◆ EXERCISE DESCRIPTION:
Please write out all the data exactly as shown.

================================

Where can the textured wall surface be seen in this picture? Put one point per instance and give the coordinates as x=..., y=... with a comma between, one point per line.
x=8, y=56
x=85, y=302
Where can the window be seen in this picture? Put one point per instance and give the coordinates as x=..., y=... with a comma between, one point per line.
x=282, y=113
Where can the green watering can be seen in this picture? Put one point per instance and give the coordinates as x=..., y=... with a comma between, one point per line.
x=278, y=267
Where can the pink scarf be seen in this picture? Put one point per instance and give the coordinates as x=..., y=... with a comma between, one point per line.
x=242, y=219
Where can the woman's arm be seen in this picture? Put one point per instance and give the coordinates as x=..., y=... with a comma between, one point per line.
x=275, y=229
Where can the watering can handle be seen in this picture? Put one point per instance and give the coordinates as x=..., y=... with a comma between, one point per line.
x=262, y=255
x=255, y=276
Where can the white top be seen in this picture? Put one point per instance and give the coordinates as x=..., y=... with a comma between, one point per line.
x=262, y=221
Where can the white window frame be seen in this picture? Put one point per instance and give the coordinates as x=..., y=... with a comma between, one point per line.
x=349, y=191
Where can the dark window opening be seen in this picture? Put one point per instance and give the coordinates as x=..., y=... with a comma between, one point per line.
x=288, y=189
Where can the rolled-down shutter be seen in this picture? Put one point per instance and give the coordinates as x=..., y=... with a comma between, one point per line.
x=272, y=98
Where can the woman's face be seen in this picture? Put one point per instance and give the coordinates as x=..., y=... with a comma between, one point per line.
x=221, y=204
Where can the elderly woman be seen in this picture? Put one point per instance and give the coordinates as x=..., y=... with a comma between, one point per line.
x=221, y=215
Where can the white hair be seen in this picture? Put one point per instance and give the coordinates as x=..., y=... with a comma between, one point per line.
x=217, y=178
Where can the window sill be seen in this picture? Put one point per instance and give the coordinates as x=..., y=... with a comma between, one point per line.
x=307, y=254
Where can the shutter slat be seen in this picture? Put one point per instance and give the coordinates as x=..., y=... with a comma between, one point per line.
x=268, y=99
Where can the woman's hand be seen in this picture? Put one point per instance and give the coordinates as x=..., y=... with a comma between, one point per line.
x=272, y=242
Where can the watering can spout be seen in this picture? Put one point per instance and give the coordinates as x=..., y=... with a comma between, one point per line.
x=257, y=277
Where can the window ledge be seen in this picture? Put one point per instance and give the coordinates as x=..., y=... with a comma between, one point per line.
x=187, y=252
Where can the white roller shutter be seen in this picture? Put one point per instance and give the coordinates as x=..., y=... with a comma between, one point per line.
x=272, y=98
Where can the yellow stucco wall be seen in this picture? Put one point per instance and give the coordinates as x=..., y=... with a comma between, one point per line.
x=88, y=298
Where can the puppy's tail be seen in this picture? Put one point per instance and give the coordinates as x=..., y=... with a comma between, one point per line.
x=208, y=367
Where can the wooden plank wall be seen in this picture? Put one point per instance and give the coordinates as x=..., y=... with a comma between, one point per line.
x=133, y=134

================================

◆ EXPECTED OUTPUT:
Where can the textured wall surface be seen in this picture? Put one point per instance and give the coordinates as x=..., y=... with a comma between, one point per line.
x=8, y=56
x=85, y=302
Where can the window be seen in this picture? Put one point per instance and give the coordinates as x=..., y=... with a comma between, one point per line.
x=282, y=113
Where can the green watering can be seen in this picture? Put one point per instance and give the coordinates as x=..., y=... with a comma between, one point per line.
x=278, y=267
Where can the pink scarf be seen in this picture? Put one point per instance and give the coordinates as x=..., y=... with a comma between, one point per line.
x=242, y=219
Where can the woman's arm be seen in this picture? Put one point per instance and give the coordinates as x=..., y=... with a comma between, one point per line.
x=275, y=229
Where can the watering can handle be seen in this picture? Put one point per instance and give the coordinates as x=..., y=... with a comma between, one point per line.
x=262, y=255
x=255, y=276
Where can the white top be seen in this picture? Put one point per instance and give the coordinates as x=..., y=... with a comma between, one point per line.
x=262, y=221
Where can the white window frame be seen in this picture? Put one point per instance and give the coordinates as x=..., y=... with a comma between, one point per line.
x=349, y=191
Where can the dark window opening be seen in this picture? Put one point per instance and give the coordinates as x=..., y=... with a comma between, one point per line.
x=288, y=189
Where can the rolled-down shutter be seen in this picture? Put one point per instance and give the coordinates as x=..., y=... with a comma between, one point per line.
x=272, y=98
Where can the woman's face be seen in this picture? Put one point per instance and give the coordinates as x=..., y=... with a comma between, one point per line.
x=221, y=204
Where can the elderly woman be seen in this picture? Put one point per instance and give the coordinates as x=..., y=... with a comma between, one point per line.
x=221, y=215
Where can the white hair be seen in this picture? Put one point per instance and give the coordinates as x=..., y=... with a comma between, one point per line.
x=217, y=178
Where can the window sill be seen in this picture? Put one point per instance and give the coordinates as x=..., y=... with a comma between, one point per line.
x=307, y=254
Where can the shutter slat be seen in this picture? Put one point per instance and give the coordinates as x=..., y=... with a comma between, one point per line.
x=268, y=99
Where can the woman's hand be seen in this picture? Put one point per instance and give the coordinates as x=..., y=... with a comma between, one point per line.
x=272, y=242
Where can the watering can spout be seen in this picture? Put one point per instance and give the coordinates as x=..., y=... with a comma between, one point per line.
x=257, y=277
Where can the window ledge be seen in this picture? Put one point per instance and give the coordinates as x=..., y=... with a comma between, one point per line.
x=187, y=252
Where can the white roller shutter be seen in this picture? Put one point per instance and give the coordinates as x=..., y=... with a comma between, one point per line.
x=272, y=98
Where can the yellow stucco wall be seen in this picture? Put one point per instance and give the coordinates as x=..., y=... with a comma between, one point per line.
x=88, y=298
Where can the puppy's tail be seen in this picture? Put one point per instance and give the coordinates as x=..., y=... with a comma between, one point per line.
x=208, y=367
Where can the wooden plank wall be seen in this picture? Put one point per instance and give the coordinates as x=..., y=... with a comma between, one point per line.
x=133, y=134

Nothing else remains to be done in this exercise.